• [Passage shown]:

This command will create the Integration Runtime environment in Azure Data Factory.
# Create the Integration Runtime
Write-Host "Creating your integration runtime."
Set-AzureRmDataFactoryV2IntegrationRuntime  -ResourceGroupName $ResourceGroupName `
                                            -DataFactoryName $DataFactoryName `
                                            -Name $IntegrationRuntimeName `
                                            -Type Managed `
                                            -CatalogServerEndpoint $CatalogServerEndpoint `
                                            -CatalogAdminCredential $ServerCreds `
                                            -CatalogPricingTier $CatalogPricingTier `
                                            -Description $IntegrationRuntimeDescription `
                                            -Location $Location `
                                            -NodeSize $IntegrationRuntimeNodeSize `
                                            -NodeCount $IntegrationRuntimeNodeCount `
                                            -MaxParallelExecutionsPerNode $IntegrationRuntimeParallelExecutions 

After creating the Integration Runtime environment we need to start it. Only then you can use it. Starting the environment takes 20 to 30 minutes! There is also an Stop-AzureRmDataFactoryV2IntegrationRuntime method which takes the same parameters and takes 2 to 3 minutes.
# Start the Integration Runtime (takes 20 to 30 minutes)

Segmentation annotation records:
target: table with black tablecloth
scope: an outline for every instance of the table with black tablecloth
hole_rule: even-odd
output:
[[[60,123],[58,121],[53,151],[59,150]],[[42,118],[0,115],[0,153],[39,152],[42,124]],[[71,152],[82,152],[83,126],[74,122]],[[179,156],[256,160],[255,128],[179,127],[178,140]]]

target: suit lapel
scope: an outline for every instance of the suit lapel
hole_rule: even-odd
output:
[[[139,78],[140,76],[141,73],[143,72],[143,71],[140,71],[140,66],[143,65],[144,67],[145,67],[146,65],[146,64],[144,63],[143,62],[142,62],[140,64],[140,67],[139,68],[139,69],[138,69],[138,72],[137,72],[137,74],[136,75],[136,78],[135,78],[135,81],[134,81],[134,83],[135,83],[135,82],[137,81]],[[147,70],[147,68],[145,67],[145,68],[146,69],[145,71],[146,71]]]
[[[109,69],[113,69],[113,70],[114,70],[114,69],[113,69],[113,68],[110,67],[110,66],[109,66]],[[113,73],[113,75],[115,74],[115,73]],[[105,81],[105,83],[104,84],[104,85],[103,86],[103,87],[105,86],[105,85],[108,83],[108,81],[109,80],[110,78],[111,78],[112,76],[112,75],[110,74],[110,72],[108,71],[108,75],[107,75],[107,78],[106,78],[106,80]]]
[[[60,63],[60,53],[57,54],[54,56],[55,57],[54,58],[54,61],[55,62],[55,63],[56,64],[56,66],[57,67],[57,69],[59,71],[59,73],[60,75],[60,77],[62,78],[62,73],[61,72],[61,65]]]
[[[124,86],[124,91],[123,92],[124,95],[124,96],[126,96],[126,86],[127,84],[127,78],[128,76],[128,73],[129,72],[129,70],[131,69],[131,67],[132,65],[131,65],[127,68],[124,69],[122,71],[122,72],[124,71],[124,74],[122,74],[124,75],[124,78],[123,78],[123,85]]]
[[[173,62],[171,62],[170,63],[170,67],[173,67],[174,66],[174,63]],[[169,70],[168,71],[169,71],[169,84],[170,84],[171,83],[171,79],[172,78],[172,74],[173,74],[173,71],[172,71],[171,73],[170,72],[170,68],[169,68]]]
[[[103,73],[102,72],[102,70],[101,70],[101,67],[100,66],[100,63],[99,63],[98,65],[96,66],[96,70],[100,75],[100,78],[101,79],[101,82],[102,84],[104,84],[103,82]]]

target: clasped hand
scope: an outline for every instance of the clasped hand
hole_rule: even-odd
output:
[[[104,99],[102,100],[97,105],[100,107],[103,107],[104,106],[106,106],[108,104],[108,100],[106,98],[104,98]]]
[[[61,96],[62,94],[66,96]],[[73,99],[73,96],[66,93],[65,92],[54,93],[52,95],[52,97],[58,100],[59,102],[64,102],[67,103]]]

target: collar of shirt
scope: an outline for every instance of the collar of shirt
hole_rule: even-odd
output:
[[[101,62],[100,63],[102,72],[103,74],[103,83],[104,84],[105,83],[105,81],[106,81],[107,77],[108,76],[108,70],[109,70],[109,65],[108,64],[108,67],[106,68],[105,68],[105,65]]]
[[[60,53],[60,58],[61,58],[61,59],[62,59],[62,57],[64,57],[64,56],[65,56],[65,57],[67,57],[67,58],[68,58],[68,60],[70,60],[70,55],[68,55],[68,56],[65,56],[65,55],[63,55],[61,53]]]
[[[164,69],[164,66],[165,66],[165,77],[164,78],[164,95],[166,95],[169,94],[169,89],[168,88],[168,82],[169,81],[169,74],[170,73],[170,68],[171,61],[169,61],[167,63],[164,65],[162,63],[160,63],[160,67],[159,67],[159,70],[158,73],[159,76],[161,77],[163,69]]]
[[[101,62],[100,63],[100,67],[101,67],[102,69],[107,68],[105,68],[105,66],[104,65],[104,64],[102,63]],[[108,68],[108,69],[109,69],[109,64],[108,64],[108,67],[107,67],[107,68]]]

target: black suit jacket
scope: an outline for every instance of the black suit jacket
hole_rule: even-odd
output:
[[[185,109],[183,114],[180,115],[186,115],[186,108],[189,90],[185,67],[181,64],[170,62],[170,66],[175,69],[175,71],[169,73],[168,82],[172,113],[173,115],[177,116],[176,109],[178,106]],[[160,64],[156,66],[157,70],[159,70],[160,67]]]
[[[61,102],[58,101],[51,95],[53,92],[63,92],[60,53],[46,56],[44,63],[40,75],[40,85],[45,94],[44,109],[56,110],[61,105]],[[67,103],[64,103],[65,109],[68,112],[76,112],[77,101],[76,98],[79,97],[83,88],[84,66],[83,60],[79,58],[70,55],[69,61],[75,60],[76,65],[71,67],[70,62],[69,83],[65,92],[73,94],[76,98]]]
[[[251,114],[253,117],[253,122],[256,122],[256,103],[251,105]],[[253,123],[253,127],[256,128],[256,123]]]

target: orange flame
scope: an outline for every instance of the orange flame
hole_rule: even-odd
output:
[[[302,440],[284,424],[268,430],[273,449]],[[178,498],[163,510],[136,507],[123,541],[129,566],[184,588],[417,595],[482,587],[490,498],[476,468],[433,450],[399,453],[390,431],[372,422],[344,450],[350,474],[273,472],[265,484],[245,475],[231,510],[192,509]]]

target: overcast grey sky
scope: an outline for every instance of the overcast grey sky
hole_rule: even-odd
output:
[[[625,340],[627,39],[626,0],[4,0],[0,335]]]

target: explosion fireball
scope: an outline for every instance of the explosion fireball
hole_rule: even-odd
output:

• [Required tasks]:
1/ Repeat the lines of the records from the line containing "target: overcast grey sky" through the end of the records, keeping both ends.
2/ Write what comes next in the text on setting up the Azure Data Factory integration runtime, starting after its last line.

• [Results for the exercise]:
1/
target: overcast grey sky
scope: an outline for every instance of the overcast grey sky
hole_rule: even-odd
output:
[[[625,340],[627,39],[626,0],[4,0],[0,335]]]

target: explosion fireball
scope: an outline for every instance of the explosion fireball
hole_rule: even-odd
output:

2/
Write-Warning "Starting your integration runtime. This command takes 20 to 30 minutes to complete."
Start-AzureRmDataFactoryV2IntegrationRuntime -ResourceGroupName $ResourceGroupName `
                                             -DataFactoryName $DataFactoryName `
                                             -Name $IntegrationRuntimeName `

Connecting with SSMS
Now we can use SQL Server Management Studio (SSMS) to connect to our newly created SSISDB in Azure. A little different compared to on-premises: you need to click on the Options button and select the SSISDB first. Otherwise you won't see the Integration Services Catalog.
Connecting to the SSISDB in Azure

Spot the differences

In the next post I will show the deployment to the Integration Services Catalog in Azure. And now the complete script for copy and paste purposes.
################## PARAMETERS ###################
$SubscriptionName = "mySubscriptionName"

# Provide login details for the existing database server
$CatalogServerEndpoint = ""
$DBUser = "Joost"
$DBPassword = "5ecret!"

# Provide details about your existing ADF V2
$DataFactoryName = "bitools"
$ResourceGroupName = "Joost_van_Rossum"
$Location = "WestEurope" # or EastUs/EastUs2

# Provide details for the new Integration Runtime
$IntegrationRuntimeName = "SSISJoostIR"
$IntegrationRuntimeDescription = "My First Azure Integration Catalog"
$CatalogPricingTier = "Basic" # S0, S1, S2, S3
$IntegrationRuntimeNodeSize = "Standard_A4_v2"
$IntegrationRuntimeNodeCount = 2
$IntegrationRuntimeParallelExecutions = 2

# In public preview, only Standard_A4_v2, Standard_A8_v2, Standard_D1_v2,
# Standard_D2_v2, Standard_D3_v2, Standard_D4_v2 are supported.

################## THE SCRIPT ###################
$ErrorActionPreference = "Stop"

# Login to Azure (a pop-up will appear)

# Select the right subscription
Select-AzureRmSubscription -SubscriptionName $SubscriptionName | Out-Null 

# Create Database creditial with user id and password
$SecureDBPassword = ConvertTo-SecureString $DBPassword -AsPlainText -Force
$ServerCreds = New-Object System.Management.Automation.PSCredential($DBUser, $SecureDBPassword)

# Create the Integration Runtime
Write-Host "Creating your integration runtime."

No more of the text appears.